Retype the material below line for line, with no changes.

[START Records to use]

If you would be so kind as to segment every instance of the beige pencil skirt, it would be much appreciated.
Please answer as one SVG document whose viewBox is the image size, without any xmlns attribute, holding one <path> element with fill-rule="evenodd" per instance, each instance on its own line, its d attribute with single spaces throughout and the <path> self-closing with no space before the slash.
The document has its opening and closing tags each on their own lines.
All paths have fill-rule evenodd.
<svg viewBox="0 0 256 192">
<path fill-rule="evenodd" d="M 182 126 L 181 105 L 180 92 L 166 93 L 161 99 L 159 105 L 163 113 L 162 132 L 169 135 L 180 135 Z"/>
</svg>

[END Records to use]

▶ [Written answer]
If you would be so kind as to segment every instance of the beige pencil skirt, it would be much appreciated.
Please answer as one SVG document whose viewBox is the image size, without any xmlns attribute, holding one <path> element with fill-rule="evenodd" per instance, each instance on its own line, its d attribute with single spaces throughout and the <path> self-closing with no space before the slash.
The document has its opening and closing tags each on their own lines.
All paths have fill-rule evenodd.
<svg viewBox="0 0 256 192">
<path fill-rule="evenodd" d="M 182 126 L 181 105 L 180 92 L 166 93 L 161 99 L 159 105 L 163 113 L 162 132 L 169 135 L 180 135 Z"/>
</svg>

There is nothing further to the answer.